• _Page extract_:
◇ ◇ ◇ ◇ ◇ ◇ ◇
Aline insisted that Robert finish a comic where a guy fucks a headless woman (tantric magic made it vanish; you pour smoothies down her neck to feed her). It appalled even him. I cringe at it myself yet recognize power in it: and the fantasy of a totally compliant sex partner is only the beginning: when her head emerges, it really is just as mean as Mr Natural warned. You empathize with her rage, but also with poor little Flakey's guilt--he just wanted an easy-going girlfriend, but restores her head cuz it's the right thing... and she stomps him for it. A control fantasy where the perpetrator relents, helps the victim... and pays. It's an amorality play, where Flakey may claim "women have no brains, fuck em, they don't feel a thing..." but he's wrong. Heads pushed down inside, suppressed... a 1950s coma! Guilty little wimp finally lets his lover's head emerge, and flees from its feminist rage.

No social commentary here! Crumb's a siiiiick boy!

While the corpses pile up on TV.
Panel from R.Crumb versus the Sisterhood, R. Crumb, 1973

I do cringe. Sex, social history, and low comedy--what a queasy mix! He has a talent for facing discomfort. I had a near-identical dream, Cute Witch, Bad Head. Troubled me a lot--it's fine to show men as assholes, but a female asshole must be sexism! I could dream it, but I just couldn't draw it--though maybe now I can, if I remind myself Crumb could.
◇ ◇ ◇ ◇ ◇ ◇ ◇
• _Natural-language object grounding data_:

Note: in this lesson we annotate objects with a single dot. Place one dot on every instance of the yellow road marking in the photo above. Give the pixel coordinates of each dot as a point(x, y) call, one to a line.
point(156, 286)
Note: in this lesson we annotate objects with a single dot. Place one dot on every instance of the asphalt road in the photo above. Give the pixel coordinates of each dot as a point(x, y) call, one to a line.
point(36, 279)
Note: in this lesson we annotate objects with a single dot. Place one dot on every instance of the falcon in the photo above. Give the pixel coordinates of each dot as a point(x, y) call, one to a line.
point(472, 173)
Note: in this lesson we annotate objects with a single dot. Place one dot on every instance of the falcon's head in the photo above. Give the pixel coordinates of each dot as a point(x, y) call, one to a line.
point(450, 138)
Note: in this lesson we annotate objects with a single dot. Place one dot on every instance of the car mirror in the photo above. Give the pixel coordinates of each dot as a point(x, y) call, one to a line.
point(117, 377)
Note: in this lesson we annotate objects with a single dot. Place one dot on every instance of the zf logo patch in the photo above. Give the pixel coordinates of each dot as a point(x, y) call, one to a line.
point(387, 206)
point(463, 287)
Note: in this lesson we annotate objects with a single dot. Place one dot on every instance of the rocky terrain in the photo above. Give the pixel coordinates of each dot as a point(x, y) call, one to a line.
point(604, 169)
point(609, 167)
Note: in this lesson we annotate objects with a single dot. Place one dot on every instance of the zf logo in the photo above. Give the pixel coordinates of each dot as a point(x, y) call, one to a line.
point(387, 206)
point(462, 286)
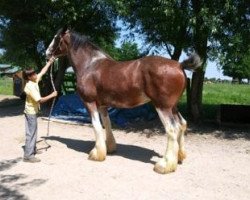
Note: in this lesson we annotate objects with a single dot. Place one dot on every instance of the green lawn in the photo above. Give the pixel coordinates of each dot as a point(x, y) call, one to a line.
point(214, 94)
point(6, 86)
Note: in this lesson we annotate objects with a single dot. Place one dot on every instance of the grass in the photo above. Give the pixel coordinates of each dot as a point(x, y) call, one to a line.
point(214, 94)
point(6, 86)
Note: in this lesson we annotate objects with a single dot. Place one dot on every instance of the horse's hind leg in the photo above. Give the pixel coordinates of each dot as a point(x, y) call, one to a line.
point(99, 152)
point(169, 161)
point(182, 130)
point(110, 140)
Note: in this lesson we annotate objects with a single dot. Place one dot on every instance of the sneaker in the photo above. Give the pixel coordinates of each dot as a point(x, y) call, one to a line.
point(38, 152)
point(31, 159)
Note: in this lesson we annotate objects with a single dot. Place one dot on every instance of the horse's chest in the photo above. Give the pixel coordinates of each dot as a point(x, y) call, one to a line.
point(87, 88)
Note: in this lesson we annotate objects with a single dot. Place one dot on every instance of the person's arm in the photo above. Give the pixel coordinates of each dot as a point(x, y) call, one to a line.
point(46, 98)
point(45, 68)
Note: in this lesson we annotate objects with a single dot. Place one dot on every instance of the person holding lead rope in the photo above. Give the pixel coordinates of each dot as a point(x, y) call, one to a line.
point(32, 106)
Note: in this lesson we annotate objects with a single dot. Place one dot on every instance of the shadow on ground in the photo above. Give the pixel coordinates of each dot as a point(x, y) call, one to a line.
point(127, 151)
point(11, 107)
point(9, 188)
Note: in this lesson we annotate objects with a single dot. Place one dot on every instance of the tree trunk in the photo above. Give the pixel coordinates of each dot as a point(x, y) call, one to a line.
point(195, 100)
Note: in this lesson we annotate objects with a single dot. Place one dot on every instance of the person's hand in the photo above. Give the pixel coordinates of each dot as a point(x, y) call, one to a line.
point(52, 59)
point(54, 94)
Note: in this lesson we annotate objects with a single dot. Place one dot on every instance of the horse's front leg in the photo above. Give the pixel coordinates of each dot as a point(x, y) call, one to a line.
point(110, 140)
point(99, 152)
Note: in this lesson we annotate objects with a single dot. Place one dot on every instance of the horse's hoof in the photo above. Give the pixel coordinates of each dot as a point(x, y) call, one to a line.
point(97, 154)
point(164, 167)
point(181, 156)
point(111, 148)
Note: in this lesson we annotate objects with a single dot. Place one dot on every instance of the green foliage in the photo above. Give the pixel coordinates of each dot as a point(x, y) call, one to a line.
point(27, 27)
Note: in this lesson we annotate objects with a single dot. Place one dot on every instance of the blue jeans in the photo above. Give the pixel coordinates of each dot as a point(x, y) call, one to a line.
point(31, 135)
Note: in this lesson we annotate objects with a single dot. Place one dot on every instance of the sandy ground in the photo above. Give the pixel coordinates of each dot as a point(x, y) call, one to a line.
point(217, 166)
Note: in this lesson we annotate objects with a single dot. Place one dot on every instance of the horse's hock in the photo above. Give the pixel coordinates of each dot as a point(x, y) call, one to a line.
point(228, 113)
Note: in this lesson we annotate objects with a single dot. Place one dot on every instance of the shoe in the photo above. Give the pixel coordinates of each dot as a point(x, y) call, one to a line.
point(31, 159)
point(38, 152)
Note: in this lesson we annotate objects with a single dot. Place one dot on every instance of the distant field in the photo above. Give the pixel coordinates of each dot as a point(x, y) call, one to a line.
point(6, 86)
point(214, 94)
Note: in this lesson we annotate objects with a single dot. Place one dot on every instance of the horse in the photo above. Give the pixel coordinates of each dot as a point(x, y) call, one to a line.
point(103, 82)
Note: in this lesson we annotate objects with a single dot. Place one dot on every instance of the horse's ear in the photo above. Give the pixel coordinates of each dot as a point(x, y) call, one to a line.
point(64, 29)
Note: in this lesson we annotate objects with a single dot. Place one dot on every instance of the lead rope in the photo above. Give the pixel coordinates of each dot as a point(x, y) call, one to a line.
point(52, 106)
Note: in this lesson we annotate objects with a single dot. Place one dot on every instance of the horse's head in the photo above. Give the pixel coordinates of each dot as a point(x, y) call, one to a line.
point(58, 46)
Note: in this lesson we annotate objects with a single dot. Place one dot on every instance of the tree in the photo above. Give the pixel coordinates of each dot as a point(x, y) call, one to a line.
point(27, 28)
point(182, 25)
point(233, 50)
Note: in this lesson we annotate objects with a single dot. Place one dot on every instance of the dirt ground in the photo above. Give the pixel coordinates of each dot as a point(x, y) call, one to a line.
point(217, 166)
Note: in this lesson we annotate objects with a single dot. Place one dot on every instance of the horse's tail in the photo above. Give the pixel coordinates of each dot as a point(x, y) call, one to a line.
point(191, 63)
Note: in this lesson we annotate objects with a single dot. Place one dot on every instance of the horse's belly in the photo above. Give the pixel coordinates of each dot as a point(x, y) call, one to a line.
point(124, 100)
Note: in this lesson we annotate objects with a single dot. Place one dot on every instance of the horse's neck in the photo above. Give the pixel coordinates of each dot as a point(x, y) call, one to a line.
point(84, 58)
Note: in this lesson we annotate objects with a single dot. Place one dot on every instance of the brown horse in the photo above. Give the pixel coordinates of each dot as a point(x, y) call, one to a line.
point(104, 82)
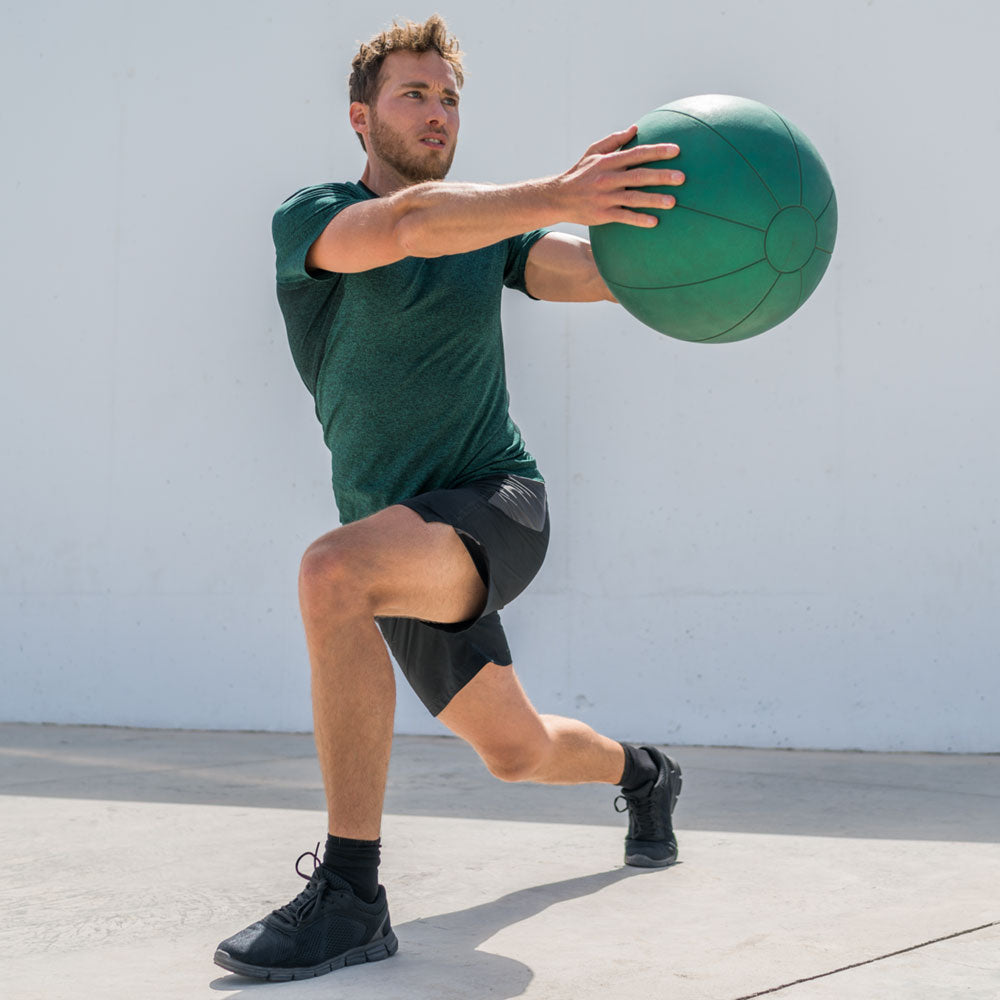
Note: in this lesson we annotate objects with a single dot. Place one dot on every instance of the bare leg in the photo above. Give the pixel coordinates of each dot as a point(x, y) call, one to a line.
point(494, 715)
point(394, 564)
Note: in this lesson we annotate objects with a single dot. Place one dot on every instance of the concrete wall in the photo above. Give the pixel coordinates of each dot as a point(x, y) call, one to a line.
point(791, 541)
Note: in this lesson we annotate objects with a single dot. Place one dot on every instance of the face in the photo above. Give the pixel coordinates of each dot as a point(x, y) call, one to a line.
point(413, 122)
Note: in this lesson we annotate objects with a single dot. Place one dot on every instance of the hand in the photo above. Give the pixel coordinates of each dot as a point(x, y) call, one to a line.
point(607, 182)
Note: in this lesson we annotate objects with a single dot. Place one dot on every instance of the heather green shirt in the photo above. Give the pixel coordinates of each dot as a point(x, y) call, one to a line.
point(405, 362)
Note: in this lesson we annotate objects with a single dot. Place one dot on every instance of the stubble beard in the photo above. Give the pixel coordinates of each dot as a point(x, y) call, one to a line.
point(390, 146)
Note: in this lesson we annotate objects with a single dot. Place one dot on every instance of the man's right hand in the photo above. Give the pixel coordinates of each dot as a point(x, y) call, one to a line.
point(608, 182)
◇ ◇ ◇ ◇ ◇ ◇ ◇
• _Exercise directions_:
Please list the elements the writer says make up the "queasy mix" in the commentary on the Crumb comic. The records have nothing to do with the text.

• _Task solution_:
- Sex
- Social history
- Low comedy